Your instructions
The entries that follow need to be printed exactly as they are, minus any pictures.

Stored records
========

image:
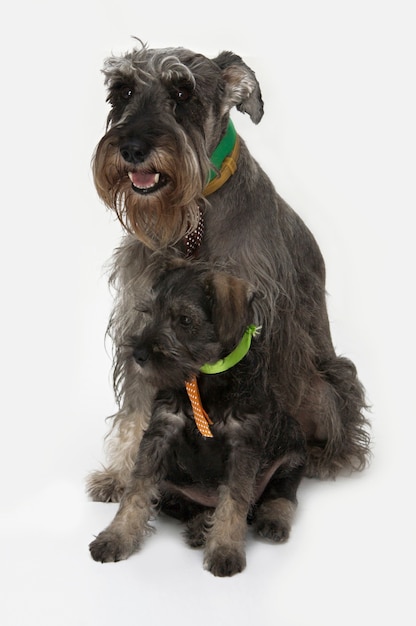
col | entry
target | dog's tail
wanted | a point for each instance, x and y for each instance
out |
(342, 444)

========

Task output
image:
col | entry
target | dog's tail
wanted | a point for each instance, x and y for each instance
out |
(342, 444)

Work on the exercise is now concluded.